§ **Document extract**:
== == ==

Now that we have a basic idea of what our data looks like across the variables we are interested in, we now turn to a more nuanced analysis of each variable and its relationship with income gaps between men and women. Unless specifed otherwise, in each of these analyses, I will be taking the topcoded variables out in order to better showcase the trends in the data.
Race and gender are incredibly interrelated with one another. Here we first explore in a table and then a plot what income gaps for men and women look like across race.
Income gaps seem smallest for black people, which is interesting, and largest for the “other” category, which makes sense since “other” would be every other race except for black and hispanic, and that’s a lot of races and therefore a lot of variation. The gaps are also statisitically significant for each racial group.
| Race | Income Gap | Lower Bound | Upper Bound | Significant? |
|---|---|---|---|---|
| Other | 19558.80 | 17065.65 | 22051.95 | TRUE |
| Black | 5402.63 | 2841.95 | 7963.31 | TRUE |
| Hispanic | 11124.96 | 7596.31 | 14653.60 | TRUE |
We next do the same with education and gender. Except for the Elementary category (which we’ll remember did not have >30 people in that group when broken down by gender), income gaps are significant across education categories, and seem to be largest during college and post-college.
| Education Level | Income Gap | Lower Bound | Upper Bound | Significant? |
|---|---|---|---|---|
| Elementary | 12614.53 | -1737.77 | 26966.83 | FALSE |
| Middle | 11108.67 | 6094.88 | 16122.45 | TRUE |
| High | 11774.34 | 10031.51 | 13517.18 | TRUE |
| College | 21577.29 | 18627.23 | 24527.36 | TRUE |
| Post College | 21588.06 | 14887.29 | 28288.83 | TRUE |
This variable is another one where we test to see what leaving in or taking out the topcoded values will do for our analysis.
We see the difference that taking them out makes on the data, because it’s much more spread out now that it doesn’t have all of those outliers. We see that the top coded values, for both men and women, are clearly outliers, and we also see that the confidence intervals undestandably get larger when we take the variables out. Number of previous jobs also seems to trend toward fewer previous jobs meaning higher income for both men and women, and there actually seems to be a pretty even distribution of genders along the spectrum. The trend lines seem to show that females are more likely to have a higher income with more jobs, but the confidence intervals seems so large that it doesn’t seem significant.
I’m curious about the income gaps and their relationship with the family attitudes questions. When we plot them, we see that the general trend (overall) is that the more sexist responses lead to higher income gaps until the last factor (either “Strongly Agree” or “Strongly Disagree”, based on the question) - this could be because those women had more incomes of 0, or because there were fewer responses. We see, interestingly, that all the income gaps are significant.

== == ==

§ **Extracted records**:
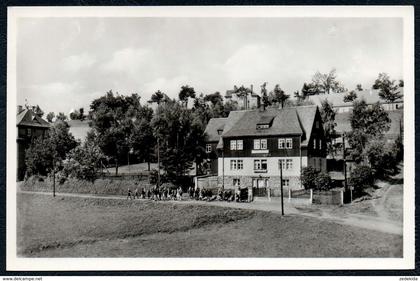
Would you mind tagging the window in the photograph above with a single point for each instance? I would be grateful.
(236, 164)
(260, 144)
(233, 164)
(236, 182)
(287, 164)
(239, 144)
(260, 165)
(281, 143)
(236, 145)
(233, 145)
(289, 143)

== == ==

§ **Assignment 1**:
Answer these questions from the income-gap analysis:
(a) Which racial group has the smallest income gap?
(b) Which education category's gap is not marked significant?
(c) For both men and women, what level of income goes with fewer previous jobs?
§ **Assignment 2**:
Echo the stretch of the income-gap analysis from "Income gaps seem" through "college and post-college.", word for word.
§ **Assignment 3**:
Does the income-gap analysis agree with each statement? Answer yes or no for each, and quote the words that decide it.
(a) The income gap for each racial group is statistically significant.
(b) Confidence intervals get smaller when the topcoded values are taken out.
(c) Only some of the income gaps tied to the family attitudes questions are significant.
The rows come from a separate source unrelated to the income-gap analysis.

§ **Task answer 1**:
(a) Black
(b) Elementary
(c) Higher income

§ **Task answer 2**:
Income gaps seem smallest for black people, which is interesting, and largest for the “other” category, which makes sense since “other” would be every other race except for black and hispanic, and that’s a lot of races and therefore a lot of variation. The gaps are also statisitically significant for each racial group.
| Race | Income Gap | Lower Bound | Upper Bound | Significant? |
|---|---|---|---|---|
| Other | 19558.80 | 17065.65 | 22051.95 | TRUE |
| Black | 5402.63 | 2841.95 | 7963.31 | TRUE |
| Hispanic | 11124.96 | 7596.31 | 14653.60 | TRUE |
We next do the same with education and gender. Except for the Elementary category (which we’ll remember did not have >30 people in that group when broken down by gender), income gaps are significant across education categories, and seem to be largest during college and post-college.

§ **Task answer 3**:
(a) Yes: "The gaps are also statisitically significant for each racial group."
(b) No: "the confidence intervals undestandably get larger when we take the variables out"
(c) No: "all the income gaps are significant"